Copy exactly the run of lines that begins at the line with "the white pitch" and ends at the final line of the entries.

Dataset rows on where objects appear:
* start *
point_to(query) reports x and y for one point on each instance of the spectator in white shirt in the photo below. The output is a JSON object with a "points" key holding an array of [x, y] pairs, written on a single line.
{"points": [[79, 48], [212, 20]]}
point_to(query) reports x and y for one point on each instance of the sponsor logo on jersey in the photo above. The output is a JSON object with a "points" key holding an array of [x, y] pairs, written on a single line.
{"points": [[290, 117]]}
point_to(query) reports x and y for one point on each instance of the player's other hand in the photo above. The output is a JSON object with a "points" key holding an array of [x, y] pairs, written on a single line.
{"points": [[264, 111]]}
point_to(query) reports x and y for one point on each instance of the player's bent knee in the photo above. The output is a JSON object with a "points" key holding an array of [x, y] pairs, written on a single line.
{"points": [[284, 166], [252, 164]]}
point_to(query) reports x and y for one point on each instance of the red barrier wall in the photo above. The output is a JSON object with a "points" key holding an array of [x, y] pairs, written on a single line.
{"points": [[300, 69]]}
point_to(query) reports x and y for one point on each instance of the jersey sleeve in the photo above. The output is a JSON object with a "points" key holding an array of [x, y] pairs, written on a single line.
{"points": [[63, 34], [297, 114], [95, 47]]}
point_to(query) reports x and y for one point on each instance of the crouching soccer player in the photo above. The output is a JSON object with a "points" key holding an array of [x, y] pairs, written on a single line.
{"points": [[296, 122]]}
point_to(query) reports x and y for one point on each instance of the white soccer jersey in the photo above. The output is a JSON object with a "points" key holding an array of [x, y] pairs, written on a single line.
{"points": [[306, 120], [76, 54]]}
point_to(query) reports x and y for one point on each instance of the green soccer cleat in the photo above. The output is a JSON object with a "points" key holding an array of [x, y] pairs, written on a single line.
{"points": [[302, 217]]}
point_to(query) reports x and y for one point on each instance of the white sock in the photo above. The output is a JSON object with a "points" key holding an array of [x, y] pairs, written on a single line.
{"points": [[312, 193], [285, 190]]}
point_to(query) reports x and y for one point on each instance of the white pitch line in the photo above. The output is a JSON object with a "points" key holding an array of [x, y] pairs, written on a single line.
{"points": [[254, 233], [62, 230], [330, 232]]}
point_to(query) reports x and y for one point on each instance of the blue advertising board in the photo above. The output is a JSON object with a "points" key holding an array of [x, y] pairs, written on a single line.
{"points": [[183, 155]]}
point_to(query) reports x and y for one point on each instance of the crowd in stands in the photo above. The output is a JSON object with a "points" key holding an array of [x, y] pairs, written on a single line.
* end *
- _Full answer_
point_to(query) reports x and y for one point on each instance of the white pitch line in the photo above. The output is a JSON object with a "points" key holding an array of [x, y] pairs, written on a single line.
{"points": [[254, 233], [62, 230], [330, 232]]}
point_to(query) reports x and y for one point on each instance of the blue advertising board in the photo above. The output is a JSON object with a "points" key holding an array of [x, y] pairs, written on a single line.
{"points": [[183, 155]]}
point_to(query) reports x and y for one point on each instance of the crowd in stands in the photo above. The output is a JSON object with a "points" key holding an array of [x, y] pairs, written on a single line.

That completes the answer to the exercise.